TEKSTFRAGMENT:
-- -- --

Partijen hebben een affectieve relatie gehad en hebben op 1 december 2009 bij notariële akte een samenlevingsovereenkomst gesloten. Uit deze relatie is [2014] [minderjarige] geboren. Eind februari 2017 is de relatie geëindigd.
2.2.
De man heeft de woning, die partijen ieder voor de onverdeelde helft tezamen in eigendom toebehoort, begin maart 2017 verlaten.
2.3.
In de samenlevingsovereenkomst is - voor zover thans van belang - het volgende bepaald:
Gemeenschappelijke inboedelzaken/gemeenschappelijke bankrekeningen
Artikel 5
Inboedelzaken (in de zin van artikel 5 Boek 3 van het Burgerlijk Wetboek), aangeschaft voor de gemeenschappelijke huishouding, met inbegrip van meubelen en elektrische apparaten, zullen partijen ieder voor de onverdeelde helft toebehoren. Inboedelzaken zijn alleen dan niet gemeenschappelijk indien zij zijn verkregen door erfopvolging of schenking of indien daarvan blijkt uit een door beide partijen ondertekende verklaring.
Vervoermiddelen op kenteken behoren, tenzij schriftelijk anders blijkt, toe aan diegene van partijen op wiens naam het kenteken is gesteld casu quo aan degene die deze heeft aangebracht of tijdens de samenleving zal verkrijgen al dan niet door wederbelegging.

-- -- --

Gegevens voor coördinatenlabeling:
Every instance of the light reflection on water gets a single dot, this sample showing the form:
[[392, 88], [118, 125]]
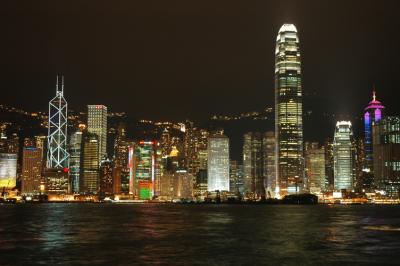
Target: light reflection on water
[[199, 234]]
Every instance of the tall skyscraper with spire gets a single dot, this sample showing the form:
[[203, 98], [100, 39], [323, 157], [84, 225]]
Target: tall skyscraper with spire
[[288, 112], [97, 124], [373, 114], [57, 155]]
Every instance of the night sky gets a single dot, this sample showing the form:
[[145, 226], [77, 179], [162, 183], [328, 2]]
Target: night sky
[[190, 59]]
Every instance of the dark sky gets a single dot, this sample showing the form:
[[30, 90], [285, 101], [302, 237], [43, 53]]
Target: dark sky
[[178, 59]]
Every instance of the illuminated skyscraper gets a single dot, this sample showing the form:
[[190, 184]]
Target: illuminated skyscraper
[[386, 147], [288, 111], [97, 124], [218, 163], [145, 169], [373, 113], [106, 178], [343, 157], [75, 144], [31, 171], [57, 155], [315, 167], [269, 158], [8, 170], [253, 164], [89, 166]]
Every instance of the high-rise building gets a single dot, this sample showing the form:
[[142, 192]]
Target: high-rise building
[[236, 177], [75, 145], [386, 148], [329, 165], [253, 164], [145, 169], [57, 155], [288, 111], [89, 166], [121, 156], [218, 163], [56, 181], [106, 178], [315, 167], [343, 157], [31, 171], [373, 114], [97, 124], [270, 169], [8, 170]]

-- -- --

KORTE OPDRACHT 1: Op welke datum hebben de partijen volgens het tekstfragment hun samenlevingsovereenkomst gesloten?
KORTE OPDRACHT 2: Leg aan de hand van het tekstfragment uit in welke gevallen inboedelzaken volgens artikel 5 niet gemeenschappelijk zijn.
KORTE OPDRACHT 3: Herhaal woordelijk het deel van het tekstfragment vanaf "In de samenlevingsovereenkomst" tot en met "niet door wederbelegging.".

ANTWOORD 1: Op 1 december 2009, bij notariële akte.

ANTWOORD 2: Inboedelzaken die voor de gemeenschappelijke huishouding zijn aangeschaft, behoren de partijen ieder voor de onverdeelde helft toe. Ze zijn alleen niet gemeenschappelijk als ze zijn verkregen door erfopvolging of schenking, of als dat blijkt uit een verklaring die beide partijen hebben ondertekend.

ANTWOORD 3:
In de samenlevingsovereenkomst is - voor zover thans van belang - het volgende bepaald:
Gemeenschappelijke inboedelzaken/gemeenschappelijke bankrekeningen
Artikel 5
Inboedelzaken (in de zin van artikel 5 Boek 3 van het Burgerlijk Wetboek), aangeschaft voor de gemeenschappelijke huishouding, met inbegrip van meubelen en elektrische apparaten, zullen partijen ieder voor de onverdeelde helft toebehoren. Inboedelzaken zijn alleen dan niet gemeenschappelijk indien zij zijn verkregen door erfopvolging of schenking of indien daarvan blijkt uit een door beide partijen ondertekende verklaring.
Vervoermiddelen op kenteken behoren, tenzij schriftelijk anders blijkt, toe aan diegene van partijen op wiens naam het kenteken is gesteld casu quo aan degene die deze heeft aangebracht of tijdens de samenleving zal verkrijgen al dan niet door wederbelegging.